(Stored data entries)
((

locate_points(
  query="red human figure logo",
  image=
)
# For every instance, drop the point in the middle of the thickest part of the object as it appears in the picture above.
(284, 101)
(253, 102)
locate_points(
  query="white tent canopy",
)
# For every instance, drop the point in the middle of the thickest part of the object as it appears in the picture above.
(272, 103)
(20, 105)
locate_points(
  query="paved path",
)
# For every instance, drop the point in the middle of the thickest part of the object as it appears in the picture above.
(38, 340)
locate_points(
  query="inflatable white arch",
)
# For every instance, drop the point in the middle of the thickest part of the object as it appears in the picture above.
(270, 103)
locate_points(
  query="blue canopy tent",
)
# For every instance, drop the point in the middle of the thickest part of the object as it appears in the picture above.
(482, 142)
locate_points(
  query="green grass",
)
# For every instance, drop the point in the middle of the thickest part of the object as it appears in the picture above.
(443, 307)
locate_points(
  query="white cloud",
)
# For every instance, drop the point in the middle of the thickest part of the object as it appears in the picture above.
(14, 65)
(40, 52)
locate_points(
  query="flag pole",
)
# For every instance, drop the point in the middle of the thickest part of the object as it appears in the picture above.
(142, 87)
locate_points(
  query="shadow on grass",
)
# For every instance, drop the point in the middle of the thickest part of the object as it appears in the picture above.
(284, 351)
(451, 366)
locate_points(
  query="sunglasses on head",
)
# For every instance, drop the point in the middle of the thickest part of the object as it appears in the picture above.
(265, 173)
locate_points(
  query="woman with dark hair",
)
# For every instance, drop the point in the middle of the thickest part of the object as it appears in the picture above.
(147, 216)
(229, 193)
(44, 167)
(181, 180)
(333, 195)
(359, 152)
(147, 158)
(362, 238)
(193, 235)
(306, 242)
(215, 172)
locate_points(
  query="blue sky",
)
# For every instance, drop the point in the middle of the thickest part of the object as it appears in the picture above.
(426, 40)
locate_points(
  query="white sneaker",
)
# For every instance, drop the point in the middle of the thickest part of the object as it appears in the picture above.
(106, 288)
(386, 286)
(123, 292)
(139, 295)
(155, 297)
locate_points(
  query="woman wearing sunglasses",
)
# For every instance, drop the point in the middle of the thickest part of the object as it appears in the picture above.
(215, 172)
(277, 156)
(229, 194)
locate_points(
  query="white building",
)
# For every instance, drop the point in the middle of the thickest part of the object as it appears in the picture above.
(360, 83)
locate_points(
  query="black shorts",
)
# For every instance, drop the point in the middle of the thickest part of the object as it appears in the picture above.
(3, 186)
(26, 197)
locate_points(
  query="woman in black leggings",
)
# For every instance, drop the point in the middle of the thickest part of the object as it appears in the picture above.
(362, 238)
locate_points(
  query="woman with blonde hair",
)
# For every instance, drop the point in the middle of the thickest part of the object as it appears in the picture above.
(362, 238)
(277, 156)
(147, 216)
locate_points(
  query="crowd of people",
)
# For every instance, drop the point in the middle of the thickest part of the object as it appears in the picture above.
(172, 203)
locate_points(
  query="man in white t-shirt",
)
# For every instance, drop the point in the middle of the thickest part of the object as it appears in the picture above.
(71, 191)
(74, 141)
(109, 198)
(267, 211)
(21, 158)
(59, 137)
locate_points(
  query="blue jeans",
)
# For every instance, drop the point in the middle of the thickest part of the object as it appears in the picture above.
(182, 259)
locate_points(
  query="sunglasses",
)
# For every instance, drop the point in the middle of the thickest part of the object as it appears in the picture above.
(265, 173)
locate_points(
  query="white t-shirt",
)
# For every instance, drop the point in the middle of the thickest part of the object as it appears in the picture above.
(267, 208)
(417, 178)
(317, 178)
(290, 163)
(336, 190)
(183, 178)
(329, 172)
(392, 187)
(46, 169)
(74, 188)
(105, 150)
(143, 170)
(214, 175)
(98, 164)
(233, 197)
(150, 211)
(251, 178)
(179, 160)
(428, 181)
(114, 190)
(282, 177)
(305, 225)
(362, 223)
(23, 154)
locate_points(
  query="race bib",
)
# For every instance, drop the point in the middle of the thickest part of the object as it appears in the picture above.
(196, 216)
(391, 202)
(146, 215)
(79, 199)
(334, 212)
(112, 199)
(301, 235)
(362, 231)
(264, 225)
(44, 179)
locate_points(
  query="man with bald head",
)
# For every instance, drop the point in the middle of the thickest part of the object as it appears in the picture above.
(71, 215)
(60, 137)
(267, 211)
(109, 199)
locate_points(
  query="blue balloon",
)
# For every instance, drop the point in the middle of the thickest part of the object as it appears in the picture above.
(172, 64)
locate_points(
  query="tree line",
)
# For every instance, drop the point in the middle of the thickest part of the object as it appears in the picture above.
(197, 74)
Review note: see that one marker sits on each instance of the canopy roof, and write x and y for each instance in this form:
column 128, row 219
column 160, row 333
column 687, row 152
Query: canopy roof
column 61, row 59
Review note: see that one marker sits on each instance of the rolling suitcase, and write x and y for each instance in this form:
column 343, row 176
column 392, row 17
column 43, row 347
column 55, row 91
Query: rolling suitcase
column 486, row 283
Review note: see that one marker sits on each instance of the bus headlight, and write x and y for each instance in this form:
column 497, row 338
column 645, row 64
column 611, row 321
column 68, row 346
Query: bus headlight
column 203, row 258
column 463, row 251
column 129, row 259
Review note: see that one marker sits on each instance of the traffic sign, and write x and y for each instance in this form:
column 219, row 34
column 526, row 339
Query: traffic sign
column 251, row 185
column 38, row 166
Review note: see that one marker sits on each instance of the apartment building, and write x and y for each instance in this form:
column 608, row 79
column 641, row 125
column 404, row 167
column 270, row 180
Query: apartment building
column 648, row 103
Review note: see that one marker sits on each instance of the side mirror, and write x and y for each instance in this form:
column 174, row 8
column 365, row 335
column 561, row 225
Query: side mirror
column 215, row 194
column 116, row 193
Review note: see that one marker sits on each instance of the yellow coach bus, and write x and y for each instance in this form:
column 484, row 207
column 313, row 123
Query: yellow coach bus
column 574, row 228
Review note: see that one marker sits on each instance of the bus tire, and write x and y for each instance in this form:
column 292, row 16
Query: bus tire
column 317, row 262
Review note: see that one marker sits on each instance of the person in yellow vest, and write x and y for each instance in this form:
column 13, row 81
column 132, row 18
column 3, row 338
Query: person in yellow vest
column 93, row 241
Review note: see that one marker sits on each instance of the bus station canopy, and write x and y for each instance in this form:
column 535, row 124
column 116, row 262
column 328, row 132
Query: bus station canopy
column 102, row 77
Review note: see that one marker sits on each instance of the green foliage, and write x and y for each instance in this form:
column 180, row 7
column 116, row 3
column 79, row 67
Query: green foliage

))

• Task to complete: Having gone through the data above, repeat it exactly.

• Written solution:
locate_points(
  query="red human figure logo",
  image=
)
# For every instance, drop the point in the middle of the thickest part of the object as it appears in the picture above.
(284, 101)
(253, 102)
locate_points(
  query="white tent canopy",
)
# For every instance, drop the point in the middle of the thickest part of the object as it appears in the picture above.
(272, 103)
(20, 105)
locate_points(
  query="paved path",
)
# For every instance, drop the point in the middle of the thickest part of the object as it appears in the picture above.
(38, 340)
locate_points(
  query="inflatable white arch",
)
# For every instance, drop the point in the middle of the thickest part of the object as it appears in the picture above.
(270, 103)
locate_points(
  query="blue canopy tent",
)
# For every instance, drop the point in the middle of the thickest part of the object as it appears in the picture above.
(482, 142)
locate_points(
  query="green grass",
)
# For every instance, drop the point in the middle of the thickest part of the object as it appears in the picture above.
(443, 307)
locate_points(
  query="white cloud",
)
# For every instance, drop the point in the middle of the thickest part of the object as it appears in the picture above.
(14, 65)
(40, 52)
locate_points(
  query="flag pole",
)
# For every instance, drop the point in the middle of the thickest part of the object as it appears in the picture above.
(142, 87)
locate_points(
  query="shadow on grass",
)
# For every instance, drop the point in the middle of the thickest part of the object as it appears in the picture above.
(284, 351)
(451, 366)
locate_points(
  query="sunglasses on head",
)
# For every instance, drop the point in the middle of the thickest part of the object as it appears in the picture above.
(265, 173)
locate_points(
  query="woman with dark hair",
)
# For every instance, drop the point in the middle of the thickest part of the object as it appears in the picture above.
(147, 216)
(229, 193)
(44, 167)
(181, 180)
(333, 195)
(359, 152)
(147, 158)
(362, 238)
(193, 235)
(306, 242)
(215, 172)
locate_points(
  query="blue sky",
)
# For every instance, drop the point in the middle of the thickest part of the object as it appears in the picture above.
(426, 40)
locate_points(
  query="white sneaker",
)
# For every instance, drop the point in the middle of the thickest part of the object as it appears in the picture above.
(106, 288)
(386, 286)
(123, 292)
(139, 295)
(155, 297)
locate_points(
  query="woman wearing sunglasses",
)
# For every instance, drop the point in the middle of the thickest part of the object as it appears in the picture above.
(215, 172)
(277, 156)
(229, 194)
locate_points(
  query="white building",
)
# For every instance, drop the point in the middle of the thickest part of the object as it appears in the picture above.
(360, 83)
locate_points(
  query="black shorts",
)
# For every instance, drop the point in the middle of the thickest part of the object as it appears in the picture above.
(3, 186)
(26, 197)
locate_points(
  query="woman in black leggings",
)
# For every instance, drop the point in the middle of the thickest part of the object as it appears in the picture above.
(362, 238)
locate_points(
  query="woman with blonde hair",
)
# For every instance, drop the point in the middle of the thickest part of the object as it appears in the picture above.
(362, 238)
(277, 156)
(147, 216)
locate_points(
  query="crowd of people",
)
# For every instance, drop the point in the middle of the thickest part of the object as it appears in the picture above.
(172, 203)
locate_points(
  query="man in white t-shirt",
)
# For every instance, drop the point in the middle of the thickest part of the object as it appears in the picture above.
(71, 191)
(74, 141)
(109, 198)
(267, 211)
(21, 158)
(59, 137)
locate_points(
  query="blue jeans",
)
# For every instance, drop the point in the middle of the thickest part of the object as it appears in the picture above.
(182, 259)
locate_points(
  query="sunglasses",
)
# For every instance, drop the point in the middle of the thickest part of the object as it appears in the picture above.
(265, 173)
locate_points(
  query="white t-shirt",
)
# For every instance, drop the point in the middle of the thickest part of the object as it appears in the picture above.
(267, 208)
(417, 178)
(317, 178)
(290, 163)
(336, 190)
(183, 178)
(329, 172)
(392, 187)
(46, 169)
(74, 188)
(105, 150)
(143, 170)
(214, 175)
(98, 164)
(233, 197)
(150, 211)
(251, 178)
(179, 160)
(428, 181)
(114, 190)
(282, 177)
(305, 225)
(362, 223)
(23, 154)
locate_points(
  query="race bib",
)
# For every instance, drop the point in the middle of the thickest part of the object as it appears in the picture above.
(196, 216)
(391, 202)
(146, 215)
(79, 199)
(334, 212)
(112, 199)
(301, 235)
(362, 231)
(264, 225)
(44, 179)
locate_points(
  query="man with bald head",
)
# For every instance, drop the point in the middle of the thickest part of the object as it appears in the picture above.
(71, 215)
(60, 137)
(267, 211)
(109, 199)
locate_points(
  query="blue balloon",
)
# For every instance, drop the point in the middle of the thickest part of the object as it appears in the picture above.
(172, 64)
locate_points(
  query="tree line",
)
# For every instance, drop the point in the middle of the thickest part of the object as it appears in the picture above.
(197, 74)
Review note: see that one marker sits on each instance of the canopy roof, and write x and y for each instance in this form:
column 128, row 219
column 160, row 333
column 687, row 152
Query: canopy roof
column 61, row 59
Review note: see that one marker sits on each instance of the rolling suitcase, and write x and y for each instance in this form:
column 343, row 176
column 392, row 17
column 43, row 347
column 55, row 91
Query: rolling suitcase
column 486, row 283
Review note: see that one marker sits on each instance of the bus headlight, and write x and y for each instance in this form:
column 497, row 338
column 645, row 64
column 611, row 321
column 68, row 346
Query: bus headlight
column 203, row 258
column 463, row 251
column 129, row 259
Review note: see that one marker sits on each instance of the traffic sign, and write x and y for each instance in this form:
column 219, row 34
column 526, row 339
Query: traffic sign
column 251, row 185
column 38, row 166
Review note: see that one marker sits on each instance of the apartment building, and write x and y for each instance in this form:
column 608, row 79
column 641, row 125
column 404, row 167
column 270, row 180
Query: apartment building
column 648, row 103
Review note: see that one marker sits on each instance of the side mirror, and write x and y for each instance in this form:
column 174, row 8
column 365, row 335
column 561, row 225
Query: side mirror
column 215, row 194
column 116, row 193
Review note: see that one marker sits on each instance of the yellow coach bus, and write x and y for each instance in this form:
column 484, row 207
column 313, row 123
Query: yellow coach bus
column 574, row 228
Review note: see that one marker sits on each instance of the bus tire, and write x and y for each instance in this form:
column 292, row 16
Query: bus tire
column 317, row 262
Review note: see that one marker sits on each instance of the person in yellow vest, and write x and y for each instance in this form:
column 13, row 81
column 132, row 18
column 3, row 338
Query: person in yellow vest
column 93, row 241
Review note: see that one marker sits on each instance of the bus station canopy, and write x and y for each instance in this form:
column 535, row 124
column 116, row 262
column 328, row 132
Query: bus station canopy
column 102, row 77
Review note: see that one marker sits on each instance of the green foliage, and write x and y for each instance in this form:
column 180, row 7
column 116, row 3
column 79, row 67
Query: green foliage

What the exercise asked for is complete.